WHAT IS NEEDED
Please write the next part of the passage on COI lineages found in Switzerland, starting after its final sentence.

DOCUMENT SEGMENT
* * *
Inventory of COI lineages in Switzerland

In total, 75 lineages have been found in Switzerland (Table S2): 33 Tubificinae, 15 Naidinae, one Pristininae, one Rhyacodrilinae, three Lumbricidae, 17 Enchytraeidae, four Lumbricidae and one Haplotaxidae. They corresponded to 44 morphospecies and 15 unidentified species and to cryptic species. The total number of cryptic species was 23: five in Tubifex tubifex, six in Limnodrilus hoffmeisteri, two in Enchytraeus buchholzi, two in Eiseniella tetraedra, two in Marionina argentea, three in Globulidrilus riparius and three in Nais communis. The sequence E3 (Enchytraeidae), identified in our previous work (Vivien et al., 2015) as Lumbricillus rivalis Levinsen 1884, was attributed by Klinth, Rota & Erséus (2017) to Lumbricillus rutilus as part of a systematics study of the genus Lumbricillus. Therefore, we assigned the species L. rutilus to the lineage E3.

Phylogenetic analysis of all COI lineages found in Switzerland

The phylogenetic trees (Figs. 1 and 2, Figs. S1 and S2) represent all the lineages found so far in Switzerland. The two different substitution models (F84, T93) tested for FastMe 2.0 yielded congruent results.
* * *
SOURCE DATA

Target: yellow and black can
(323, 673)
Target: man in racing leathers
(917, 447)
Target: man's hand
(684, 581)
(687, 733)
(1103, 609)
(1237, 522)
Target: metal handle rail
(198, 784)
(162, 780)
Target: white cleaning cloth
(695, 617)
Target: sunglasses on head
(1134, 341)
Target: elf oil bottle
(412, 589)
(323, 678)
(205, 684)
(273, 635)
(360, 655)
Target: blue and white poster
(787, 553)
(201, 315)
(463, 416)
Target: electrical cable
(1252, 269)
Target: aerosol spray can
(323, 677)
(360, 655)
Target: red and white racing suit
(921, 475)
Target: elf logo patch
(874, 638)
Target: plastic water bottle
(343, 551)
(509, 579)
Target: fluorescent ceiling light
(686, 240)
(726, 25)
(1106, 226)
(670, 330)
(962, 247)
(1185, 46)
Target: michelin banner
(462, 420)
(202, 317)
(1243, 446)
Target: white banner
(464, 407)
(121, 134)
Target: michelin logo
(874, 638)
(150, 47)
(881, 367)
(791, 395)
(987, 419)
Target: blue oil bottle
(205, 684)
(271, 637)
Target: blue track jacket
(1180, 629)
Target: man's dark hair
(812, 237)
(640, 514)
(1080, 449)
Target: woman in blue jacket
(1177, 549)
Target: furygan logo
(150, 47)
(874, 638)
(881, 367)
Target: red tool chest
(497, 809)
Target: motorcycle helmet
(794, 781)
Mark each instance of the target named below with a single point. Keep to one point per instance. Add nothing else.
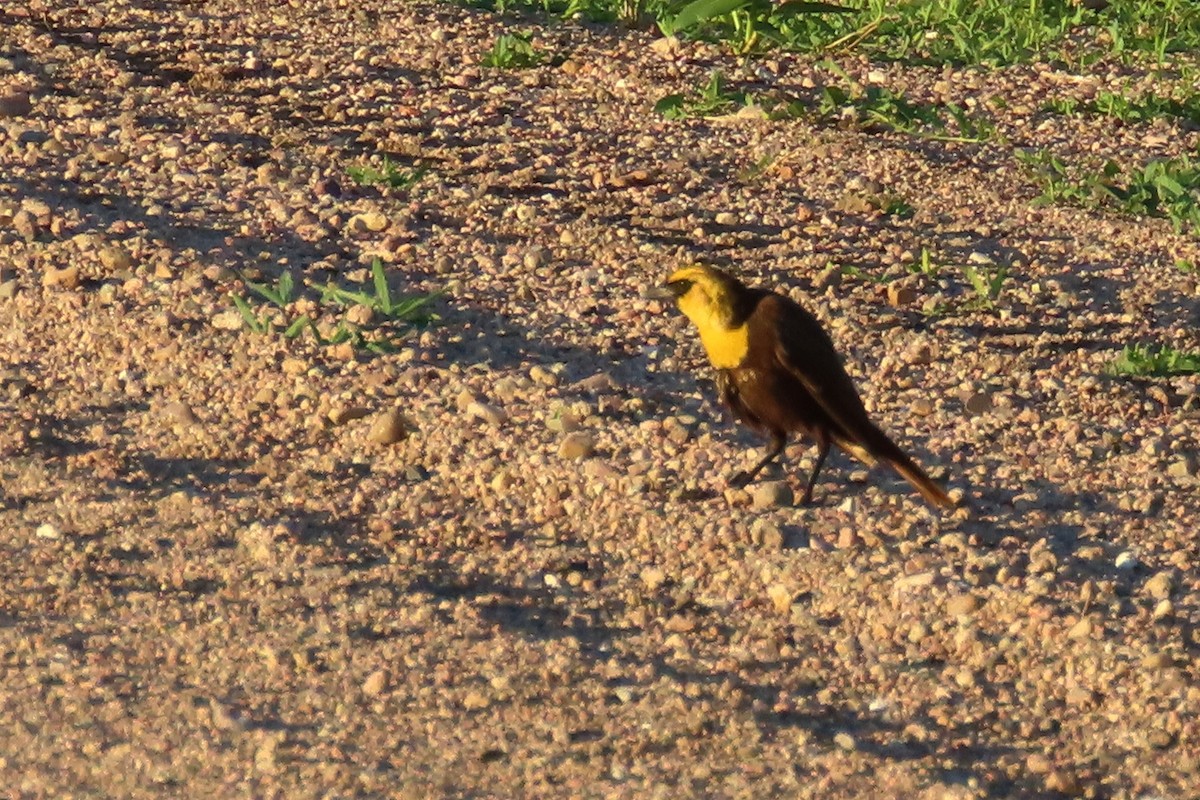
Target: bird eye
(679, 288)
* * *
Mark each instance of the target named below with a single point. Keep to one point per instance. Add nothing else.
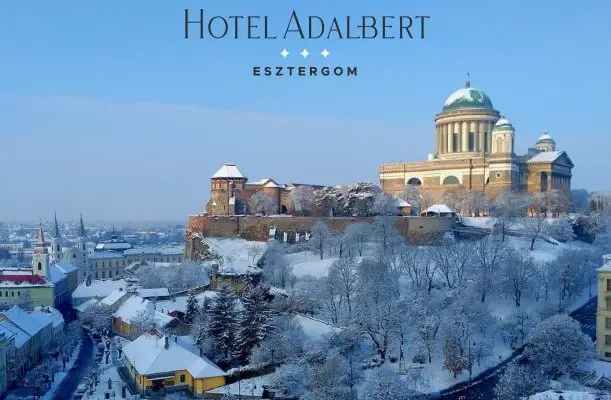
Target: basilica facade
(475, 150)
* * *
RESPONSE
The subfamily Tubificinae was monophyletic, sustained by a BV of 86% (Fig. 1). The Tubificinae with and without hair setae were globally well separated. The Tubificinae with hair setae correspond to the lineages T1–T13, T24–T29 and T31–T33 and the Tubificinae without hair setae to the lineages T14–T23 and T30. These two groups did not branch together, with the exception of the species Branchiura sowerbyi (Tubificinae with hair setae) and Potamothrix moldaviensis (Tubificinae without hair setae). This last species logically branched with the other Potamothrix species that all possess hair setae. The genera Tubifex and Limnodrilus appeared as polyphyletic. The tree combining sequences with a divergence <1% (Fig. S1) was almost identical to the one represented in Fig. 1. Differences occurred in the branching position of lineages T24 and T25 that clustered at the base of Tubificinae in Fig. 1 but branched with lineage T4 in Fig. S1. Lineages T13 and T33 branched at the base of Tubificinae next to lineage T8 in Fig. 1, while they branched with lineages T4, T24 and T25 in Fig. S1.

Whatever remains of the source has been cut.